*Directions:* Give again, word for word, every line below from the one that has "Phrase: red stripe on lighthouse" through the one that has "like [315, 54].", both included, and no others.

────────────────────────────────────────

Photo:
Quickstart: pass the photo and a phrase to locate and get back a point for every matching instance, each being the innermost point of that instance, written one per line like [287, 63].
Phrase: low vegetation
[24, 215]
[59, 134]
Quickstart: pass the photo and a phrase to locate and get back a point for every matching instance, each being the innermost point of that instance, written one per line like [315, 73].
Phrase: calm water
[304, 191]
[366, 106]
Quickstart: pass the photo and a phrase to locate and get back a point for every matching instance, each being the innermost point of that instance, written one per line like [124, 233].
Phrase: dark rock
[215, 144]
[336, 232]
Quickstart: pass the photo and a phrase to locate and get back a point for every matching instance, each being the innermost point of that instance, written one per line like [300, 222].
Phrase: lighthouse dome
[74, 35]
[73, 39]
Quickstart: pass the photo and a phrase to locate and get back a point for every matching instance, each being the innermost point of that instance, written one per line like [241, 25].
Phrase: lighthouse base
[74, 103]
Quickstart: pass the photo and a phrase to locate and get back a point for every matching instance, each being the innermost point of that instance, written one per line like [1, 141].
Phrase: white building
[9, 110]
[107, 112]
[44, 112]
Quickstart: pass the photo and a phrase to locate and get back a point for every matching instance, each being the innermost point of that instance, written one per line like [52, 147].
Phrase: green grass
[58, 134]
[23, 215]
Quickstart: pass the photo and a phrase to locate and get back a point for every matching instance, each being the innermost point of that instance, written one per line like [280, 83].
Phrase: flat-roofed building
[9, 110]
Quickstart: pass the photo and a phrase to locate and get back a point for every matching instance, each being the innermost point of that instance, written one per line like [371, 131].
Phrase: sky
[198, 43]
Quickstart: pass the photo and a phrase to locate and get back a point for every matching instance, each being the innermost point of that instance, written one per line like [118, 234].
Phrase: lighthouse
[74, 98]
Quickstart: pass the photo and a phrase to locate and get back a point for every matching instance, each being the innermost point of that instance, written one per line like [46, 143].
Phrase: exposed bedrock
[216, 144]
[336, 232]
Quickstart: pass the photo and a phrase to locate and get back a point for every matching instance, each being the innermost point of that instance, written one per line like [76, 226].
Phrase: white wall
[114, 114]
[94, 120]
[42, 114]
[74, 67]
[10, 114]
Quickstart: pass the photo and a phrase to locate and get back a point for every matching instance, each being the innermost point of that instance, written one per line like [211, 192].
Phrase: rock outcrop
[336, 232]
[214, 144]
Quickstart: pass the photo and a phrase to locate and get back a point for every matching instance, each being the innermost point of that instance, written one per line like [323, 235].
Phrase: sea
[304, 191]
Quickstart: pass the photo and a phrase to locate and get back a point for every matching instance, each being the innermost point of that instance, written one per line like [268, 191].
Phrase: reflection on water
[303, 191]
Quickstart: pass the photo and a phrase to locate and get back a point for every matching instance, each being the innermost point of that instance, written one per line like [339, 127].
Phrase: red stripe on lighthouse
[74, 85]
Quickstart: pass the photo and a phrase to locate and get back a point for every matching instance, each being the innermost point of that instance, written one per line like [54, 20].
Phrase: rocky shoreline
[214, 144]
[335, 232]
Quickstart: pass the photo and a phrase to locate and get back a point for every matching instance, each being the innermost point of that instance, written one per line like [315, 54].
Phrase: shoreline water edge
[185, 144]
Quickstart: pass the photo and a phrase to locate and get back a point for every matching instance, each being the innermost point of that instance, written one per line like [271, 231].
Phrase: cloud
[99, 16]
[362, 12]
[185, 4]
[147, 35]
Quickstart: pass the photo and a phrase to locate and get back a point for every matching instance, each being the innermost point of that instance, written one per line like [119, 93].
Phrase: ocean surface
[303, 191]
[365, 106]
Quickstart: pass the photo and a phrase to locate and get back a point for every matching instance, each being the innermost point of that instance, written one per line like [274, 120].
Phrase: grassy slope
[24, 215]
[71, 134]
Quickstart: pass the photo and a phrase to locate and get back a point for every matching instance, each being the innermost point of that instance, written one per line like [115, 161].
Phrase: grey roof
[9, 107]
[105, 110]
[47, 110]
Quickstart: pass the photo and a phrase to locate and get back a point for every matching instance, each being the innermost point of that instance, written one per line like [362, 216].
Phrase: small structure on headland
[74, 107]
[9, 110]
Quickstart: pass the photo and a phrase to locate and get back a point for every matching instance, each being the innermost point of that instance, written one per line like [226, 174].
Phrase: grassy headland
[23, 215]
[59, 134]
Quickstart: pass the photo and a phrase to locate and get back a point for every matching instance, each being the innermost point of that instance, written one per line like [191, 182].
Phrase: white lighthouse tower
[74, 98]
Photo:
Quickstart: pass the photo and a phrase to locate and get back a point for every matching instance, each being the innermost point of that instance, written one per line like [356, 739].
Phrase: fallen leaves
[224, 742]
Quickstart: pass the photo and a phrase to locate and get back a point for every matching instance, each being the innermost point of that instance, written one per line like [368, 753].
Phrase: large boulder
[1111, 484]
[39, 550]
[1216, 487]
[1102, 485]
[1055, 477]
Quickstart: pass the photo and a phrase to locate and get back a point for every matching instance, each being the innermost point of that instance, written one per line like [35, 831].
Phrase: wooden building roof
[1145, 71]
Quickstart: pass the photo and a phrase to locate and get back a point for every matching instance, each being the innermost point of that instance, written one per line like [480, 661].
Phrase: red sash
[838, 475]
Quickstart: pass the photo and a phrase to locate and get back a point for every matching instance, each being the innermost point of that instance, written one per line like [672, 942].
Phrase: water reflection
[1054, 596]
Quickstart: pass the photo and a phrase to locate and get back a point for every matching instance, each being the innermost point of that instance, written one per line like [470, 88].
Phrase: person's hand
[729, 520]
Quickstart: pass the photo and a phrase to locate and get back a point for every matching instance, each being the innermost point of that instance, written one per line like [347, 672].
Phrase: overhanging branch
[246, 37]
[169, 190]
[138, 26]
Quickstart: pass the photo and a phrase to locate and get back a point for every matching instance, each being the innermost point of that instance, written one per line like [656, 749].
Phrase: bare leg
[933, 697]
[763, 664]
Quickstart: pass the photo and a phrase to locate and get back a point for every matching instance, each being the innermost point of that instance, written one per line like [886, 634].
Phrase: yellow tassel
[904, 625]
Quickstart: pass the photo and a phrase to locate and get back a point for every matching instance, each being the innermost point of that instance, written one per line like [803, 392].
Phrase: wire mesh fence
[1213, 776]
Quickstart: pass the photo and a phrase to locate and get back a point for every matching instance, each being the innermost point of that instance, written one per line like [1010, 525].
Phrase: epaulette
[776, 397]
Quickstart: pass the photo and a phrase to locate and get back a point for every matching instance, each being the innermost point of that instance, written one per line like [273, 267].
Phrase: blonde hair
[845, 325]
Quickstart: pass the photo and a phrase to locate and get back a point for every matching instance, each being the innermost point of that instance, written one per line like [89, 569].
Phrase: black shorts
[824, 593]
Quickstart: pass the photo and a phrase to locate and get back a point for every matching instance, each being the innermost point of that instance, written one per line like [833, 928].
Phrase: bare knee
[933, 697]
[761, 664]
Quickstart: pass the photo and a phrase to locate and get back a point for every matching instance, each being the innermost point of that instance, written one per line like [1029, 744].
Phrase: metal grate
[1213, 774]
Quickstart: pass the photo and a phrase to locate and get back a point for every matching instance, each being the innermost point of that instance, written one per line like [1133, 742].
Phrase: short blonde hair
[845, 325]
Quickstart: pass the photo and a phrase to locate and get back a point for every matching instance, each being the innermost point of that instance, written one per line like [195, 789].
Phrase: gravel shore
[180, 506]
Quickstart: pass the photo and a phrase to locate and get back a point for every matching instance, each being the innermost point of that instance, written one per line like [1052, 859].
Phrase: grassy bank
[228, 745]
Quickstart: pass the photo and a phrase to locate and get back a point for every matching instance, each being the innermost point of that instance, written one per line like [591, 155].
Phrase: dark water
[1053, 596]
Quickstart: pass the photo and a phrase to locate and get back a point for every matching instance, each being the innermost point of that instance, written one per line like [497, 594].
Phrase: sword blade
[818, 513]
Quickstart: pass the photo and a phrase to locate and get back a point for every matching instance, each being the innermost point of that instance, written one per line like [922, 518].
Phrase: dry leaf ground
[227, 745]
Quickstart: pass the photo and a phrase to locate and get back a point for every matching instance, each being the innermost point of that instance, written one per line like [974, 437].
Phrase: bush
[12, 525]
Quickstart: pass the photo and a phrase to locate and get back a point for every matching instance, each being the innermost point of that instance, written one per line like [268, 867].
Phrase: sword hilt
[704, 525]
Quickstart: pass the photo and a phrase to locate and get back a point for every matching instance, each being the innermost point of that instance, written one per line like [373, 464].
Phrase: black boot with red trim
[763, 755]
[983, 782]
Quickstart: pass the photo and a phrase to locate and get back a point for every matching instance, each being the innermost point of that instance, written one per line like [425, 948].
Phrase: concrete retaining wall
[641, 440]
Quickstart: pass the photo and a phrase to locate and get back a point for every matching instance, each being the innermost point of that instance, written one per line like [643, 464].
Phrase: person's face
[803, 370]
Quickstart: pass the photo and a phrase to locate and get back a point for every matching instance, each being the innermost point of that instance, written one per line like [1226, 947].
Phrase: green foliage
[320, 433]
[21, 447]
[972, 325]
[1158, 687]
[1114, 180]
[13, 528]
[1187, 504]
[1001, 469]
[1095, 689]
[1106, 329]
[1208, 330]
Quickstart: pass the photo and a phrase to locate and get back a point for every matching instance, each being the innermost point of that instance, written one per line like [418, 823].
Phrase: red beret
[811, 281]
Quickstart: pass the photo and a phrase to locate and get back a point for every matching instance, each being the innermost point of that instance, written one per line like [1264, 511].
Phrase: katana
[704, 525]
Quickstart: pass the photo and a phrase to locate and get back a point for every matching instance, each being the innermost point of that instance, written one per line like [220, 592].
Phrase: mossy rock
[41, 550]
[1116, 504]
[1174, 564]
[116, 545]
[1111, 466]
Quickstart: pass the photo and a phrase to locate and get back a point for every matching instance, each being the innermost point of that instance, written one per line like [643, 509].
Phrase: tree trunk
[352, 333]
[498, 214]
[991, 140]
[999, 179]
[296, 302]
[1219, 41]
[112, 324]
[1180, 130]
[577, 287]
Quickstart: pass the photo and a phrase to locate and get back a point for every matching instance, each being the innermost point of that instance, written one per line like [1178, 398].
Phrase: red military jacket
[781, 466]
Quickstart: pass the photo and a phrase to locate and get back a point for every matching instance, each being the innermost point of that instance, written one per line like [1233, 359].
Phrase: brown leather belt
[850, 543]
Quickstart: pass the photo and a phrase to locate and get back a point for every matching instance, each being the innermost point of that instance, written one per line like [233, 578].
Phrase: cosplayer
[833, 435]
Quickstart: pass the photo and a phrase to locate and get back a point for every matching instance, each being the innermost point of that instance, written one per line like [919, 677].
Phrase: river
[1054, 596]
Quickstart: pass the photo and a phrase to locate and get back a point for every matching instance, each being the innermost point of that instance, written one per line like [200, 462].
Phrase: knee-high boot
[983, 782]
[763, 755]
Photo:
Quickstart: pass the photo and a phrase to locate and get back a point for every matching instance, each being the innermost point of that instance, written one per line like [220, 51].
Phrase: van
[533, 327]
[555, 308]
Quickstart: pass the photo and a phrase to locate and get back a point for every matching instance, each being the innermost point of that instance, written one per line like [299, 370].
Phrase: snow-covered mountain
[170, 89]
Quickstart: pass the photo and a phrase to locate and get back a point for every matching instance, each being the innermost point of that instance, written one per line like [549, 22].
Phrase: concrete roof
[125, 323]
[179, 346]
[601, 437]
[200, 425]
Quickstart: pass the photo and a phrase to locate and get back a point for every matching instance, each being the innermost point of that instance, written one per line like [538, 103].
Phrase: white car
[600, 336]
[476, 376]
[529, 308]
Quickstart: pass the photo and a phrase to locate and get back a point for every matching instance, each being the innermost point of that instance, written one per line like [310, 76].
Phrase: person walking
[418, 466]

────────────────────────────────────────

*Solution:*
Phrase: red stripe on lighthouse
[74, 85]
Quickstart: pass the photo and a phrase to locate and get back a point for every matching instance, each being the innermost point of that instance, written one per line like [54, 20].
Phrase: rocky shoreline
[214, 144]
[335, 232]
Quickstart: pass the photo and a phrase to locate and get back a point for every matching instance, each being the innermost point of that instance, written one per line like [315, 54].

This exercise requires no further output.